** begin Exercise material **

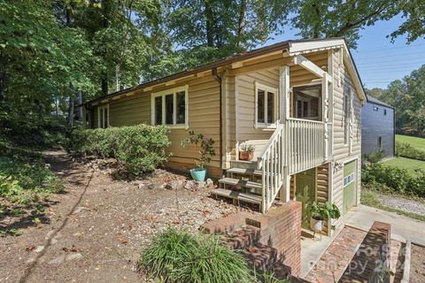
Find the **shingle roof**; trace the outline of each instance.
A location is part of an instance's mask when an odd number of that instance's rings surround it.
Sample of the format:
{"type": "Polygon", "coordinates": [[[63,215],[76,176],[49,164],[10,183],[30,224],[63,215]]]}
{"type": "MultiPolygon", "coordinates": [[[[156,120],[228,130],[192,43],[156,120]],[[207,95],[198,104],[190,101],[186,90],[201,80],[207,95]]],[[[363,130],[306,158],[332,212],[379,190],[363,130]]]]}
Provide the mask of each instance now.
{"type": "Polygon", "coordinates": [[[376,99],[375,98],[374,96],[372,96],[371,95],[366,95],[367,98],[367,102],[368,103],[375,103],[375,104],[378,104],[378,105],[382,105],[382,106],[386,106],[386,107],[390,107],[390,108],[394,108],[393,106],[390,105],[390,104],[387,104],[385,103],[382,103],[381,100],[379,99],[376,99]]]}

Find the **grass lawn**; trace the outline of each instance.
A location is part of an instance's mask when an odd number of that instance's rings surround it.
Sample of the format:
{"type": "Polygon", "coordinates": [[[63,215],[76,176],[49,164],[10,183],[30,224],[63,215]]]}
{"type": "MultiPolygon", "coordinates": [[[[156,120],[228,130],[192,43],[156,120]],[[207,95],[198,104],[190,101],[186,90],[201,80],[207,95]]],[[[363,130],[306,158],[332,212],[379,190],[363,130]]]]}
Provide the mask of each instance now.
{"type": "Polygon", "coordinates": [[[406,158],[406,157],[394,157],[382,162],[383,165],[398,167],[402,169],[407,169],[411,172],[413,172],[415,169],[425,170],[425,161],[406,158]]]}
{"type": "Polygon", "coordinates": [[[390,212],[396,212],[398,215],[405,215],[413,219],[418,219],[421,221],[425,221],[425,216],[421,214],[416,214],[413,212],[407,212],[400,210],[397,210],[392,207],[389,207],[381,203],[381,202],[377,198],[377,193],[375,191],[367,190],[365,188],[361,189],[361,204],[375,207],[382,210],[390,211],[390,212]]]}
{"type": "Polygon", "coordinates": [[[406,142],[416,149],[425,151],[425,139],[410,135],[396,134],[396,142],[406,142]]]}

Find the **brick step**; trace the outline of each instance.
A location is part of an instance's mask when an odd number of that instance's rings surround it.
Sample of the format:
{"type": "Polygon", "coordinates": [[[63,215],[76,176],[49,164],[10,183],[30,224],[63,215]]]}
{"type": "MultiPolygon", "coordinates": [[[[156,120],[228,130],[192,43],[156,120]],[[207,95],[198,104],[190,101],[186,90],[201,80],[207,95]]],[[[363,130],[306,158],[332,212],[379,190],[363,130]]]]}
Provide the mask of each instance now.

** end Exercise material **

=== What needs to be done ===
Copy the lines above word for word, leaving out the pictures.

=== Answer to this task ===
Find the **shingle roof**; trace the outline of each instance.
A location is part of an instance's mask when an odd number of that instance's rings surround it.
Sample of the format:
{"type": "Polygon", "coordinates": [[[63,215],[76,176],[49,164],[10,183],[30,224],[63,215]]]}
{"type": "MultiPolygon", "coordinates": [[[[156,120],[228,130],[192,43],[156,120]],[[207,95],[198,104],[190,101],[186,90],[201,80],[207,95]]],[[[363,130],[306,158],[332,212],[379,190],[363,130]]]]}
Provide the mask of each instance now.
{"type": "Polygon", "coordinates": [[[376,99],[375,98],[374,96],[372,96],[371,95],[366,95],[367,98],[367,102],[368,103],[375,103],[375,104],[378,104],[378,105],[382,105],[382,106],[386,106],[386,107],[390,107],[390,108],[394,108],[393,106],[390,105],[390,104],[387,104],[385,103],[382,103],[381,100],[379,99],[376,99]]]}

Find the **grass lawn**; trace the outline of each instance.
A location is part of an instance's mask when an odd number of that instance's rings surround it.
Sample of the format:
{"type": "Polygon", "coordinates": [[[63,215],[76,176],[49,164],[10,183],[30,224],[63,215]]]}
{"type": "MultiPolygon", "coordinates": [[[[156,120],[228,130],[192,43],[156,120]],[[207,95],[198,104],[190,101],[186,90],[201,80],[207,95]]],[[[363,130],[306,158],[332,212],[379,190],[363,130]]]]}
Provide the mask of each instance now.
{"type": "Polygon", "coordinates": [[[406,158],[406,157],[394,157],[382,162],[383,165],[398,167],[402,169],[407,169],[411,172],[413,172],[415,169],[425,170],[425,161],[406,158]]]}
{"type": "Polygon", "coordinates": [[[390,212],[396,212],[398,215],[405,215],[413,219],[418,219],[421,221],[425,221],[425,216],[421,214],[416,214],[413,212],[407,212],[400,210],[397,210],[392,207],[389,207],[381,203],[381,202],[377,198],[377,193],[375,191],[367,190],[365,188],[361,189],[361,204],[375,207],[382,210],[390,211],[390,212]]]}
{"type": "Polygon", "coordinates": [[[406,142],[416,149],[425,151],[425,139],[410,135],[396,134],[396,142],[406,142]]]}

Find the **brick step**; trace the outline of each instance.
A location is part of an instance's mask when an odd number of that instance's rings surround it.
Sample of the format:
{"type": "Polygon", "coordinates": [[[63,215],[76,176],[49,164],[10,183],[30,224],[63,215]]]}
{"type": "MultiPolygon", "coordinates": [[[[156,120],[228,130],[192,43],[156,120]],[[207,95],[198,104],[190,101],[186,90],[201,80],[207,95]]],[[[363,130],[306,158],[332,212],[379,190],[363,130]]]]}
Provide the mask of each instance now.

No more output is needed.